Requirement:
Report every line of the data below that contains the string "spoon", copying each line in full.

Supplied data:
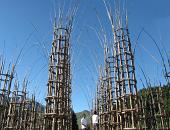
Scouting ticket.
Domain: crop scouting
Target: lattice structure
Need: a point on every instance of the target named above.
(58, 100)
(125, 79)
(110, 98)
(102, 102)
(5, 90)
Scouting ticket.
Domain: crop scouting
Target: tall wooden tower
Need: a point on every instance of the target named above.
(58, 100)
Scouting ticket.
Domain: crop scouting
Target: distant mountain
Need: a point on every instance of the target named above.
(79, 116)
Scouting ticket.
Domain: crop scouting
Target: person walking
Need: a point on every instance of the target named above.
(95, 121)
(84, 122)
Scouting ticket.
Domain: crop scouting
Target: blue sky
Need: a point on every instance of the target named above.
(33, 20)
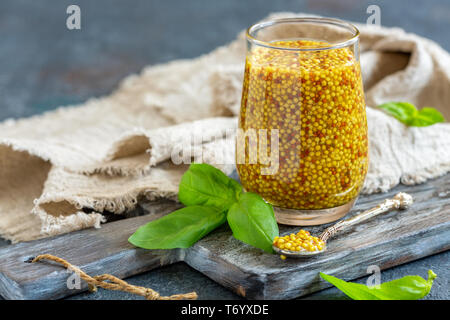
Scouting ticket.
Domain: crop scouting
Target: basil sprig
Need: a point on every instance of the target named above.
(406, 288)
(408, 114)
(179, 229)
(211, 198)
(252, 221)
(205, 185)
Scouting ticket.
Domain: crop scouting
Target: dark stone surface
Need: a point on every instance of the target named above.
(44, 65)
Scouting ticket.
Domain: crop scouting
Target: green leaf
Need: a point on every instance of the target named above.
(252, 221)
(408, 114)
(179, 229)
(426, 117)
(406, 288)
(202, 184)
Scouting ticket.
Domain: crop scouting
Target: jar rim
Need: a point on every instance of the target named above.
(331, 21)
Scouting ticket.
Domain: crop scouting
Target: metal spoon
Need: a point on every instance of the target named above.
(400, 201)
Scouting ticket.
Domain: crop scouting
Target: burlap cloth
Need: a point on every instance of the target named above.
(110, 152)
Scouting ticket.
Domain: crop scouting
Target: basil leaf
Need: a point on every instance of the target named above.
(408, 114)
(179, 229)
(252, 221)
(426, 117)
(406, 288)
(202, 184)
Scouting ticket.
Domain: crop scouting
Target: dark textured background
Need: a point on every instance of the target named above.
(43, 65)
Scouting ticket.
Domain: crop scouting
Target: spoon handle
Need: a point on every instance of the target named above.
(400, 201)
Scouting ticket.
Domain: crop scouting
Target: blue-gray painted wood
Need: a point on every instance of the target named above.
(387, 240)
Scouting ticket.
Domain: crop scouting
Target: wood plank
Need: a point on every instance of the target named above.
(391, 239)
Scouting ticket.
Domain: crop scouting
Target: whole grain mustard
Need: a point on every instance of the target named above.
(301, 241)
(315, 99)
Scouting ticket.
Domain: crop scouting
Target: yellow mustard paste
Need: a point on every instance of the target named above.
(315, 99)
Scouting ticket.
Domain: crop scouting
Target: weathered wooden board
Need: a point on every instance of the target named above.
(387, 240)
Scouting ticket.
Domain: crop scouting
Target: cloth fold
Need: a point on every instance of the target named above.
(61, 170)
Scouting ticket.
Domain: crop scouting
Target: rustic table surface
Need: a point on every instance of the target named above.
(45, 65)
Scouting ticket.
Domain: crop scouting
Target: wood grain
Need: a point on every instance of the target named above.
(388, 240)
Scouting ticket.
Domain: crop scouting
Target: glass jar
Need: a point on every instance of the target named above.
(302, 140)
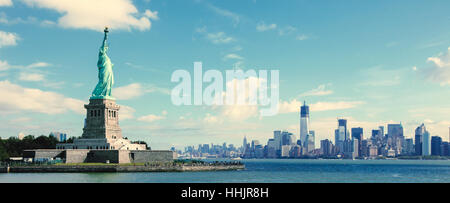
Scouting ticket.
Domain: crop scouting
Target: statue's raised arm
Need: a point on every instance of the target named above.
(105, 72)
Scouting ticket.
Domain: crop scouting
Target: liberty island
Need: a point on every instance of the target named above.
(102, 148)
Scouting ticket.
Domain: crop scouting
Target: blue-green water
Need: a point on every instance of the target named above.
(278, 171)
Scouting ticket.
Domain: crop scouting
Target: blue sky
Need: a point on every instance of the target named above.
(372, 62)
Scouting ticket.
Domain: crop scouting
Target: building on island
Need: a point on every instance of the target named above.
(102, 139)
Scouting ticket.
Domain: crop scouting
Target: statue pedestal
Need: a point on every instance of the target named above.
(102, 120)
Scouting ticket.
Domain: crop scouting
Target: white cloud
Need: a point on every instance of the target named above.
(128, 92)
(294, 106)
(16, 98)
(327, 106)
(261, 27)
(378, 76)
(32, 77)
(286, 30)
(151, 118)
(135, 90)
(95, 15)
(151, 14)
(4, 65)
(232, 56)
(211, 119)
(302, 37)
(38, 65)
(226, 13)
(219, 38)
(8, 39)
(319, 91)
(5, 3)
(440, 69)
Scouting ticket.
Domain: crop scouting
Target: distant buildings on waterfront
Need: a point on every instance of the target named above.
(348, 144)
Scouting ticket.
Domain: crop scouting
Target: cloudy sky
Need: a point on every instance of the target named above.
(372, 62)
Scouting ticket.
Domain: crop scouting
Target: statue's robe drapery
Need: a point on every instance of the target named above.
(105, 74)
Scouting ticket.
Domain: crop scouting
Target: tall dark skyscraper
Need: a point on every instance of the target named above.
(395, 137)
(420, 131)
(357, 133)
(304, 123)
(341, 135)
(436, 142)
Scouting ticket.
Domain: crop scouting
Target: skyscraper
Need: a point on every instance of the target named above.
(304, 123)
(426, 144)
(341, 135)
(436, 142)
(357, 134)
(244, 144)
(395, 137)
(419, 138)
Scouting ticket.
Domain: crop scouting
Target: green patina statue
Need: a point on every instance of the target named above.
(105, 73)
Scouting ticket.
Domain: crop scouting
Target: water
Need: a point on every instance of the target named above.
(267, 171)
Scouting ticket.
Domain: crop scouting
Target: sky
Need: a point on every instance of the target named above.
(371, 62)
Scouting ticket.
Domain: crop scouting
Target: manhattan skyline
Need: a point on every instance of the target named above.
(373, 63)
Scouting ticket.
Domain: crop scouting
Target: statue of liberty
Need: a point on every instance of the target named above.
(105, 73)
...
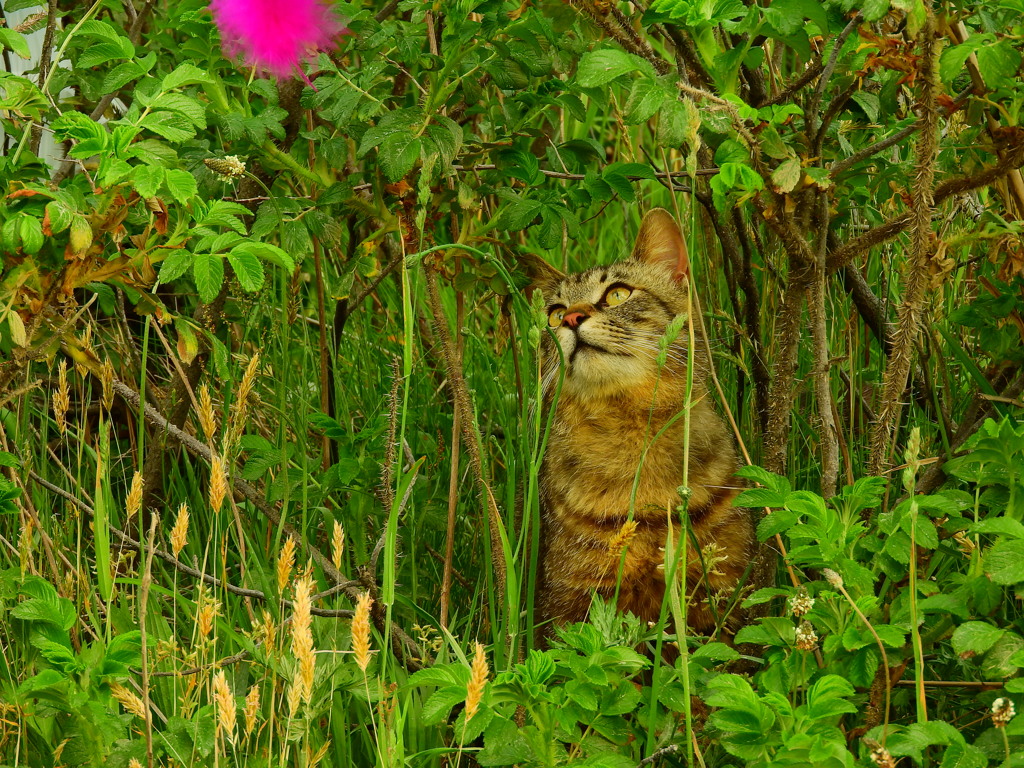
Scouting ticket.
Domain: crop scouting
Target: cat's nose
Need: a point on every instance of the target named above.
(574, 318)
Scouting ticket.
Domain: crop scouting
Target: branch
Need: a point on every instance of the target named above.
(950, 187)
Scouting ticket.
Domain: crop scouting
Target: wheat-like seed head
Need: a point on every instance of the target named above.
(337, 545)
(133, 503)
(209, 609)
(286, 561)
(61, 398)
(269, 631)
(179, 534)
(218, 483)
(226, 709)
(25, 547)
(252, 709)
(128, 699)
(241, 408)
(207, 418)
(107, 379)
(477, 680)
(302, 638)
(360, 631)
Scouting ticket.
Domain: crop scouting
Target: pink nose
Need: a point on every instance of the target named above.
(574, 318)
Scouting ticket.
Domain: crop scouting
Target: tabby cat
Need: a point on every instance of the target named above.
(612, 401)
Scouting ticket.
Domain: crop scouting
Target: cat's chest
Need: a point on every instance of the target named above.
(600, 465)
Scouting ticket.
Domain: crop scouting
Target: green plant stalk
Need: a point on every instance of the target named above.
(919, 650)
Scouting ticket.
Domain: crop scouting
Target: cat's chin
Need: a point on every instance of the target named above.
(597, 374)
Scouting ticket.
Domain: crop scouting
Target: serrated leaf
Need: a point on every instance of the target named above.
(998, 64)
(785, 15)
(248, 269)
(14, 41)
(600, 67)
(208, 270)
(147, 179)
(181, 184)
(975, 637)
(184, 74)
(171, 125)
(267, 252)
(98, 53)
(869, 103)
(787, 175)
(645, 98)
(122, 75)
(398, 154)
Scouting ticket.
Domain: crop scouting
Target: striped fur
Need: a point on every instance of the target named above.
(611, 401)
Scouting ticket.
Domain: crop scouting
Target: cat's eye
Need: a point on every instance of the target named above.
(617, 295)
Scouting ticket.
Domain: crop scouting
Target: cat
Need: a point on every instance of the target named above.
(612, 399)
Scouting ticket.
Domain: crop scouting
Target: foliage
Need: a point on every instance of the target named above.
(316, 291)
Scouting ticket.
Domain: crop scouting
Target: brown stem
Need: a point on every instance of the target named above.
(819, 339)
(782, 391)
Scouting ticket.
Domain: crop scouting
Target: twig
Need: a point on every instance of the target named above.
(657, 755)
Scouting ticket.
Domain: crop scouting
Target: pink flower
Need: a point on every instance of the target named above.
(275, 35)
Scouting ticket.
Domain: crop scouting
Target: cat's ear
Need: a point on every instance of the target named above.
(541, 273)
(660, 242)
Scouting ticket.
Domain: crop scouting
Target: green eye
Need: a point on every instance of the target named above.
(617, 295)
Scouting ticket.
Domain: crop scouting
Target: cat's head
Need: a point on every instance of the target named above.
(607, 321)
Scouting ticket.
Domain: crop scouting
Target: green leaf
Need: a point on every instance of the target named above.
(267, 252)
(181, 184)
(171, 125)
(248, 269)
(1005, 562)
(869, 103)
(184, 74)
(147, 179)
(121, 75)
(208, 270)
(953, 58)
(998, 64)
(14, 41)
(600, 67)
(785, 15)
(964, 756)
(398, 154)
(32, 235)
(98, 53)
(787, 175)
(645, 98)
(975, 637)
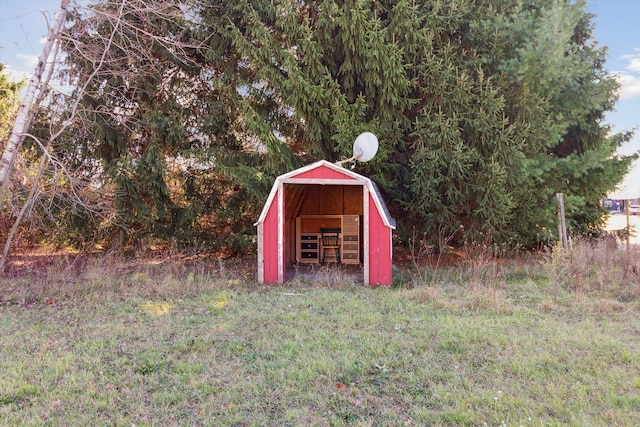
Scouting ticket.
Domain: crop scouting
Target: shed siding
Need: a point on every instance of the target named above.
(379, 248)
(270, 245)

The output:
Target: metal spoon
Target: spoon handle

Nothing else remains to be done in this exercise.